What you should do: Exactly reproduce the line that contains "halter ring visible" and all lines after it in the entries below, through the very last line.

++++++

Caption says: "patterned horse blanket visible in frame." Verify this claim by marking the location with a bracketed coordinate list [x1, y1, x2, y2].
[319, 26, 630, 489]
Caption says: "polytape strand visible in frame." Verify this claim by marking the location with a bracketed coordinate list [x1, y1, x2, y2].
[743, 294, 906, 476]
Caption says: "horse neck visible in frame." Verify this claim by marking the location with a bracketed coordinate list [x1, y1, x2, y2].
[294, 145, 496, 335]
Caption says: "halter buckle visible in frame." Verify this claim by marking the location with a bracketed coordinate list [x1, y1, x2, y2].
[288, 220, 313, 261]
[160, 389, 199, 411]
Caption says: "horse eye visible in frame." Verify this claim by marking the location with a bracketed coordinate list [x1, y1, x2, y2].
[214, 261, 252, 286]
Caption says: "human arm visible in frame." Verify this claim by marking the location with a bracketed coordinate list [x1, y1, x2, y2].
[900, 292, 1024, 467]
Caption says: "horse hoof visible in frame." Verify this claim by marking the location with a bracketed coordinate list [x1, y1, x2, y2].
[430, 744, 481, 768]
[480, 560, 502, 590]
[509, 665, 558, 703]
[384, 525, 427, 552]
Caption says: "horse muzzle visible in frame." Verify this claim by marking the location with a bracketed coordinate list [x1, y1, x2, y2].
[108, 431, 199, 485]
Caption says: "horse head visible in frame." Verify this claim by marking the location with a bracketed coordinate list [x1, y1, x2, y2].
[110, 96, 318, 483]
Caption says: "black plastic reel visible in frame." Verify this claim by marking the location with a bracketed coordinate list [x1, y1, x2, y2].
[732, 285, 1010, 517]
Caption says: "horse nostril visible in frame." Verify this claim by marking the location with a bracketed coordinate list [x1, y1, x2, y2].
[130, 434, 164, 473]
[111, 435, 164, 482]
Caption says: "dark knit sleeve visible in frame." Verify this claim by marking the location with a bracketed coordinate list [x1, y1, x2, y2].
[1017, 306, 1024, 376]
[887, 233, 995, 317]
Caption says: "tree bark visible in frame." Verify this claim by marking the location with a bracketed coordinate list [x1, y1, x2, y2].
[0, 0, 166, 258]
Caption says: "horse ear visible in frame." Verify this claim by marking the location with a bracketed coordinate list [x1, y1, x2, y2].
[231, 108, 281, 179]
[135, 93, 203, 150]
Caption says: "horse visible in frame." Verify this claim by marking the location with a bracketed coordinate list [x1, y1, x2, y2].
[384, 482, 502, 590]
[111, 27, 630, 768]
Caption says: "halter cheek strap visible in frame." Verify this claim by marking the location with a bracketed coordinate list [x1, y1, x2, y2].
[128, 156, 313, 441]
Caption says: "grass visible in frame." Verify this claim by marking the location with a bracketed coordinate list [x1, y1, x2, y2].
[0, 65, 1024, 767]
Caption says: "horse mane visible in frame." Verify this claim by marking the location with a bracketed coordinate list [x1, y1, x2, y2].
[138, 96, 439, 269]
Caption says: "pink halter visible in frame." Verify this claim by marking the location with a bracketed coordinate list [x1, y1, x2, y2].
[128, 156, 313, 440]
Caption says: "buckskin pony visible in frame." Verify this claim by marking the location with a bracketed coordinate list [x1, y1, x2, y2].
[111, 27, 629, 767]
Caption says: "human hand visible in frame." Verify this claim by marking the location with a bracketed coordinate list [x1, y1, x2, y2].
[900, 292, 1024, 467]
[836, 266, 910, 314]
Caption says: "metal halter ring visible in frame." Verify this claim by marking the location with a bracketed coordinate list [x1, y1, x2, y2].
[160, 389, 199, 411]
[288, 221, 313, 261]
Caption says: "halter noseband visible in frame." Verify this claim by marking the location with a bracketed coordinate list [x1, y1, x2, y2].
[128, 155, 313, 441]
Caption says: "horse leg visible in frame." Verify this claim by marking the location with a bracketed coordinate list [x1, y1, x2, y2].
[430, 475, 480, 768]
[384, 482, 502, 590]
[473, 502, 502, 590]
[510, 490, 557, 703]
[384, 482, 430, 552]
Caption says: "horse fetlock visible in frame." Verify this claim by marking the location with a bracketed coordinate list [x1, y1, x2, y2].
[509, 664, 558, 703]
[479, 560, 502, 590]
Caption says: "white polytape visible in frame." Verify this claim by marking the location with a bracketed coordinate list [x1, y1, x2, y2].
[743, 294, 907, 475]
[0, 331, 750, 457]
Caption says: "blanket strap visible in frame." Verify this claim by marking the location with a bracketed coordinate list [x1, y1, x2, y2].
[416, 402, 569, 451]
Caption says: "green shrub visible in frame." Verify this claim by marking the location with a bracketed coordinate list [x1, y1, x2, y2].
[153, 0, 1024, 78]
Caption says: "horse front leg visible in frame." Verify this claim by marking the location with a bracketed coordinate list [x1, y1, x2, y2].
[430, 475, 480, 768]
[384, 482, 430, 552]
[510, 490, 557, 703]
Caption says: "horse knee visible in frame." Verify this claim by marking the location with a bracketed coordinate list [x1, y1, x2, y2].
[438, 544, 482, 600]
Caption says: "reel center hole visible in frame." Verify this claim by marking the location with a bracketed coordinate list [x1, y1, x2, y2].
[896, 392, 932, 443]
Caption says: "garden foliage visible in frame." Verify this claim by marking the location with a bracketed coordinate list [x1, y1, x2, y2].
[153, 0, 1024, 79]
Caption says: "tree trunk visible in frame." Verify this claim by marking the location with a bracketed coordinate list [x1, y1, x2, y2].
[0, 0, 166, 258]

++++++

Task solution:
Caption says: "metal halter ring visible in frame." Verify this claim by marking the location with a bracketed coordinate list [x1, y1, x2, y2].
[160, 389, 199, 411]
[288, 221, 313, 261]
Caption says: "halter noseband visible in frame." Verify this claim by marking the location with a bracketed coordinate list [x1, y1, x2, y2].
[128, 155, 313, 441]
Caption says: "horse leg visible in frame." Verify this claim by marking the location with a bracketed coordinate list [x1, y1, x2, y2].
[430, 475, 480, 768]
[384, 482, 502, 590]
[473, 502, 502, 590]
[510, 490, 557, 703]
[384, 482, 430, 552]
Caption says: "horse fetlock visible in frame." Verify this claim by marking the location with a bracketed coordinate list [x1, y1, x2, y2].
[509, 664, 558, 703]
[479, 560, 502, 590]
Caption says: "white polytape visible in frame." Verify this claim by marking the location with a bracketed coordinate list [x1, y1, x2, y2].
[743, 294, 907, 475]
[0, 331, 750, 457]
Caption says: "blanket strap visible in frame." Verify this claim by marking the location with a bracketed coordinate list [x1, y1, x2, y2].
[416, 402, 569, 451]
Caption says: "green shrub visible in frame." Verify this claim by marking the location with a bracketed coordinate list [x1, y1, x2, y2].
[153, 0, 1024, 78]
Caption says: "horse front leg visible in frame." Verify this claim by marking the location with a bracketed coordinate list [x1, y1, x2, y2].
[430, 475, 480, 768]
[384, 482, 430, 552]
[510, 490, 557, 703]
Caption says: "horse knee visible in frame." Verify this claim by marking the location with a bracketed coordinate list [x1, y1, x2, y2].
[438, 544, 482, 600]
Caption says: "reel center hole visible in frame." Verify this claim by marking the location with a bracketed coordinate list [x1, y1, x2, y2].
[896, 392, 932, 443]
Caption says: "garden foliage visible in frame." Verify this claim by marking the location with a bracketed coordinate list [x1, y1, x2, y2].
[153, 0, 1024, 79]
Caption says: "tree trunk visible in frame." Verify this claim by marking the location with a bracketed coordinate list [x1, y1, x2, y2].
[0, 0, 166, 258]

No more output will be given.